● **TASK TO COMPLETE**:
Answer these questions using the thread on duplicate packets below:
1. Which argus version contains the simplest approach for TCP duplicate tracking?
2. For which argus development must the general case wait?
3. In the earlier message, which test does the writer disable completely?

● **EXTRACT TO READ**:
Duplicate packets

Wed Oct 16 12:17:27 EDT 2013

Hey /Elof et. al,

So I've got the simplest approach for TCP duplicate tracking (back
to back non-zero ipid's equal for the same flow and direction,
regardless of time) tucked into argus-3.0.7.5, BUT it needs some
serious testing.  This approach doesn't appear to break anything,
as far as I can tell, but getting any type of packet capture to
test would be very helpful !!!!   

With argus's record strategy, I can add new metrics to existing DSRs,
but with care.  I found that I could track a single dup counter in
each direction without breaking filters etc…  so lets give this a try
for the moment.  The client support for reporting dups will come in
the next step.

This strategy works for a simple case, BUT, the general case will still
need to wait for argus-3.0.9 development.

Any testing takers ??????

Hope all is most excellent !!!!

Carter

On Oct 10, 2013, at 4:46 AM, elof2 at sentor.se wrote:

> 
> Hi Carter.
> 
> To sum up this thread...
> 
> All I really wanted is for 'ra' not to mark SPAN-dupes as retransmissions, and when doing so instead marking them as duplicates.
> That's all.
> 
> You have convinced me that this testing is quite expensive, so I opt-out of the discussion and say that you can leave things as-is.
> I'll continue to work around it like I do today:
> My systems generate warnings for massive retransmission amounts.
> I'll have a look and see that it is not retransmissions but SPAN duplicates.
> I ask my client to fix the SPAN.
> He forward the request to his outsourcing partner.
> The partner don't understand or say it is not possible to fix.
> I disable the high-retransmissions-test completely since this sensor will continue to have double traffic 24/7, day in and day out for years.
> 
> Had 'ra' been able to flag dupes as dupes and retransmissions as retransmissions, I could have two tests, and only disable the dupe-test if my client can't fix his SPAN.
> 
> 
> Thanks for all you attention and thoughts regarding this.

● **DATASET SECTION**:
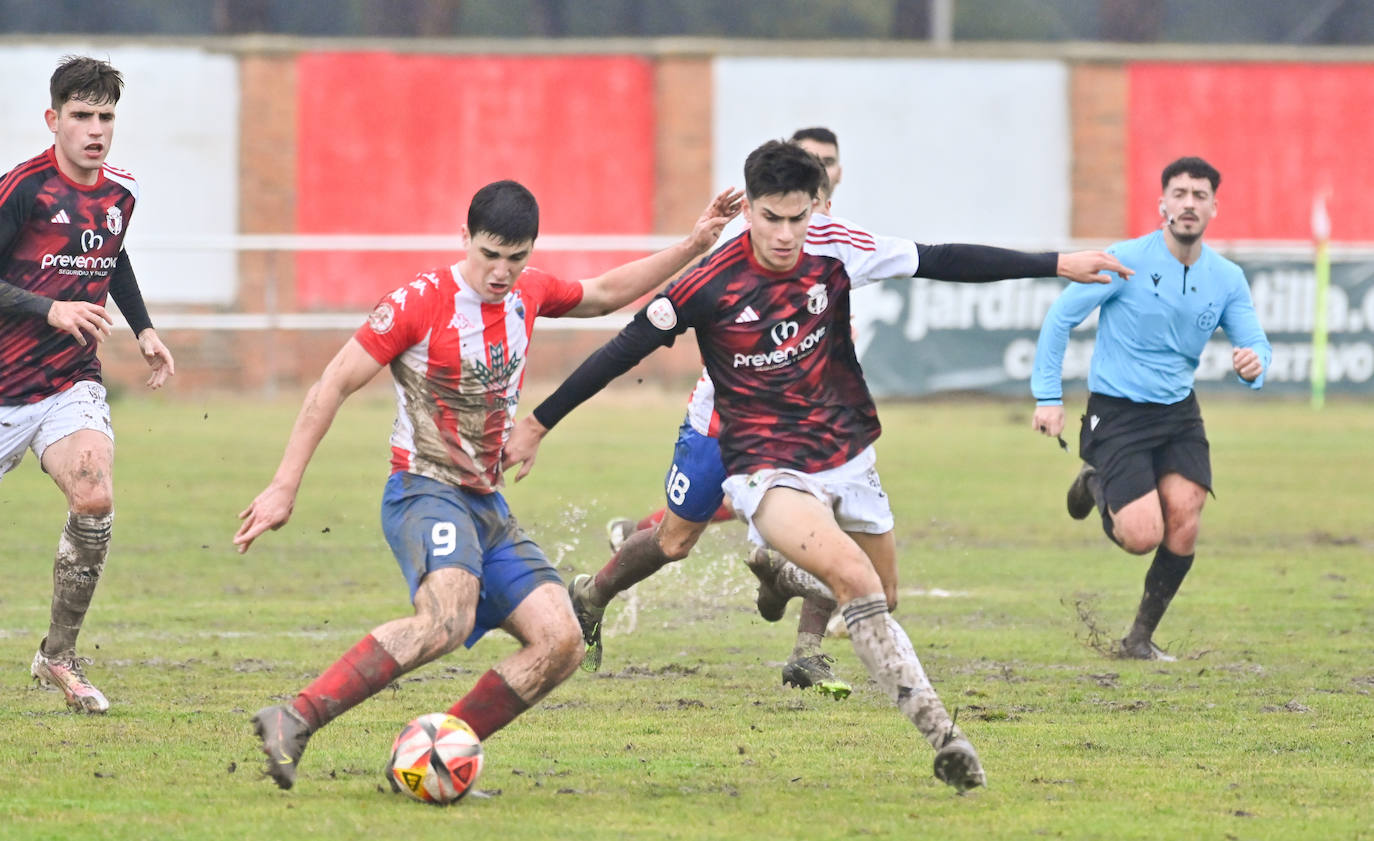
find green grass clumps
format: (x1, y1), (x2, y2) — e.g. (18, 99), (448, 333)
(0, 392), (1374, 841)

● **SOLUTION**:
1. argus-3.0.7.5
2. argus-3.0.9 development
3. The high-retransmissions-test